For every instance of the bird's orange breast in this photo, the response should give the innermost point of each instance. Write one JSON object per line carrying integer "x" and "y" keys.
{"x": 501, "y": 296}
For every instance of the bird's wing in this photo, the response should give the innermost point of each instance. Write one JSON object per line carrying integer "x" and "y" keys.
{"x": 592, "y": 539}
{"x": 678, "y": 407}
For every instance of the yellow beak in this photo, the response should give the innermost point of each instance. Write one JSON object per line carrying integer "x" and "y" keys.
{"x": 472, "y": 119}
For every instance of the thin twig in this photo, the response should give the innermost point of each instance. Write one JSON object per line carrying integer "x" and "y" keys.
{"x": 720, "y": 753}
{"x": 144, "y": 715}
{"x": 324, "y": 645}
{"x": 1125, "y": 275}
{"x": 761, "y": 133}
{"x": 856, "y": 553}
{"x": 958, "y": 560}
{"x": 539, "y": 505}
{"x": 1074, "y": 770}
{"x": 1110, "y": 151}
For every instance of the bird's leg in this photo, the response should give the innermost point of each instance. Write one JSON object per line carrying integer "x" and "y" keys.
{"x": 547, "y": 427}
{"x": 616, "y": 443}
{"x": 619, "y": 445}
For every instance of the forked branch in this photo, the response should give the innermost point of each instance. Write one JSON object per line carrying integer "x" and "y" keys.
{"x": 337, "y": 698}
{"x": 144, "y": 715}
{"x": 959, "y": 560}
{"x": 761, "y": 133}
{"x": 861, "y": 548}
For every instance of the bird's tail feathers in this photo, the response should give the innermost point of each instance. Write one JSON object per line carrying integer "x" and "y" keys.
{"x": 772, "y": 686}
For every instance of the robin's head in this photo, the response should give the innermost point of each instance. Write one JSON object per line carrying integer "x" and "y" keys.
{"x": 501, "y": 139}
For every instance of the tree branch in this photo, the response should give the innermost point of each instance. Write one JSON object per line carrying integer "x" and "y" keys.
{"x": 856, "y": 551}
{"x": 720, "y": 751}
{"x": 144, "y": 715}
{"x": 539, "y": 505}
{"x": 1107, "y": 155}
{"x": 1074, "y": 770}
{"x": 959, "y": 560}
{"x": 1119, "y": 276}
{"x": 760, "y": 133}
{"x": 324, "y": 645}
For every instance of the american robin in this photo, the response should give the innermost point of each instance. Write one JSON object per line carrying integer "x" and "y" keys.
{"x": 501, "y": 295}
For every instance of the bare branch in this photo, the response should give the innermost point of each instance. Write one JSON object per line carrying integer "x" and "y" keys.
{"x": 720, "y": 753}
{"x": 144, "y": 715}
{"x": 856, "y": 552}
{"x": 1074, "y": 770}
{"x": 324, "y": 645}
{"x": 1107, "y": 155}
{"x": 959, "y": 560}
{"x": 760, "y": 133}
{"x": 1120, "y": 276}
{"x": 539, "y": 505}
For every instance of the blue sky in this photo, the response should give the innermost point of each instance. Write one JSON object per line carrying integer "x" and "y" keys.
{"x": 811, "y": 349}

+===+

• Do this:
Repeat the lines above exactly.

• Exercise output:
For every instance of the bird's orange breast in this photo, the response should give the innermost point of each instance. Write one JSON object per line carrying integer "x" and "y" keys.
{"x": 501, "y": 296}
For every instance of the bird's wing in this photo, the response should give the innermost point of each instance. Write one JSON object per line carrying integer "x" and "y" keys.
{"x": 592, "y": 539}
{"x": 678, "y": 407}
For every instance of the yellow beak in this photo, the response should give the innermost point of each instance. Write one JSON object per line carrying integer "x" and "y" keys.
{"x": 472, "y": 119}
For every instance of the thin twig in this photo, the response should give the innermost point of each instance. Write one JSON object per line carrying integer "x" and "y" keys.
{"x": 720, "y": 753}
{"x": 144, "y": 715}
{"x": 324, "y": 645}
{"x": 1125, "y": 275}
{"x": 761, "y": 133}
{"x": 856, "y": 553}
{"x": 958, "y": 560}
{"x": 539, "y": 505}
{"x": 1074, "y": 770}
{"x": 1110, "y": 151}
For every instance of the bird's leg in this photo, the response should give the innermost point of each instance. Write one JSON object per line carrying integer "x" and "y" keys.
{"x": 547, "y": 427}
{"x": 616, "y": 443}
{"x": 619, "y": 445}
For every instance of the forked branch in this photo, the response should give the innermost point of each instance. Write one JSON object per line carrying integer "x" and "y" keys.
{"x": 337, "y": 698}
{"x": 144, "y": 715}
{"x": 959, "y": 560}
{"x": 761, "y": 133}
{"x": 861, "y": 548}
For every instance of the bird's tail feathers in this photo, the response should give the innermost point of each instance. Write one JSON object per line carrying integer "x" and "y" keys.
{"x": 772, "y": 686}
For every instance of the robin's head in this photo, the response should give the innermost point of each instance. Write one JSON object per line carrying integer "x" and "y" keys.
{"x": 501, "y": 139}
For every instance of the tree branch in this photo, the response should give the innermost point of each instance. Write one JSON object per line carrying integer "x" and "y" keys.
{"x": 856, "y": 551}
{"x": 720, "y": 751}
{"x": 144, "y": 715}
{"x": 539, "y": 505}
{"x": 1107, "y": 155}
{"x": 1074, "y": 770}
{"x": 959, "y": 560}
{"x": 1119, "y": 276}
{"x": 760, "y": 133}
{"x": 324, "y": 645}
For every instance of the american robin in this photo, the response should give the innermost point of each instance. Write one JSON object per line carrying integer "x" and "y" keys.
{"x": 501, "y": 295}
For every instance of the bare branch in this photo, the response should give the innermost point of each instance. Write one JSON object per line carrying integer "x" and "y" keys.
{"x": 720, "y": 753}
{"x": 144, "y": 715}
{"x": 856, "y": 552}
{"x": 1074, "y": 770}
{"x": 324, "y": 645}
{"x": 1107, "y": 155}
{"x": 959, "y": 560}
{"x": 760, "y": 133}
{"x": 1120, "y": 276}
{"x": 539, "y": 505}
For every instance of the blue sky in this photo, the response should give the innermost point of each instance. Write one JSON object per line carrying integer "x" and "y" keys.
{"x": 811, "y": 349}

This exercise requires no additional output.